**Things to do:**
**A.** Name every person who appears in the Spark issue update notice.
**B.** Print the part of the Spark issue update notice starting at "You are viewing" and ending at "(was: sean corkum)".

**Text shown:**
/---

You are viewing a plain text version of this content. The canonical link for it is here.
Posted to issues@spark.apache.org by "Wayne Zhang (JIRA)" <ji...@apache.org> on 2016/12/04 20:01:00 UTC

[jira] [Updated] (SPARK-18701) Poisson GLM fails due to wrong initialization

     [ https://issues.apache.org/jira/browse/SPARK-18701?page=com.atlassian.jira.plugin.system.issuetabpanels:all-tabpanel ]

Wayne Zhang updated SPARK-18701:
--------------------------------
      Shepherd: Sean Owen  (was: sean corkum)
    Issue Type: Bug  (was: New Feature)

\---

**Dataset content:**

/---

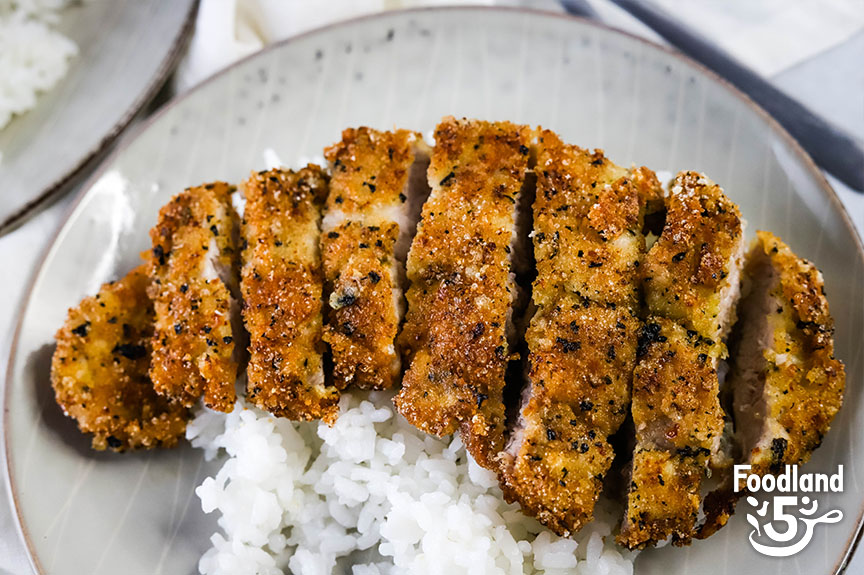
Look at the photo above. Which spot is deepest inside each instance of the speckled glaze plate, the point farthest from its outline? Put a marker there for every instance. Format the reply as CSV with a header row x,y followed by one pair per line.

\---

**Answers to each task:**
**A.** Wayne Zhang, Sean Owen, sean corkum

**B.**
You are viewing a plain text version of this content. The canonical link for it is here.
Posted to issues@spark.apache.org by "Wayne Zhang (JIRA)" <ji...@apache.org> on 2016/12/04 20:01:00 UTC

[jira] [Updated] (SPARK-18701) Poisson GLM fails due to wrong initialization

     [ https://issues.apache.org/jira/browse/SPARK-18701?page=com.atlassian.jira.plugin.system.issuetabpanels:all-tabpanel ]

Wayne Zhang updated SPARK-18701:
--------------------------------
      Shepherd: Sean Owen  (was: sean corkum)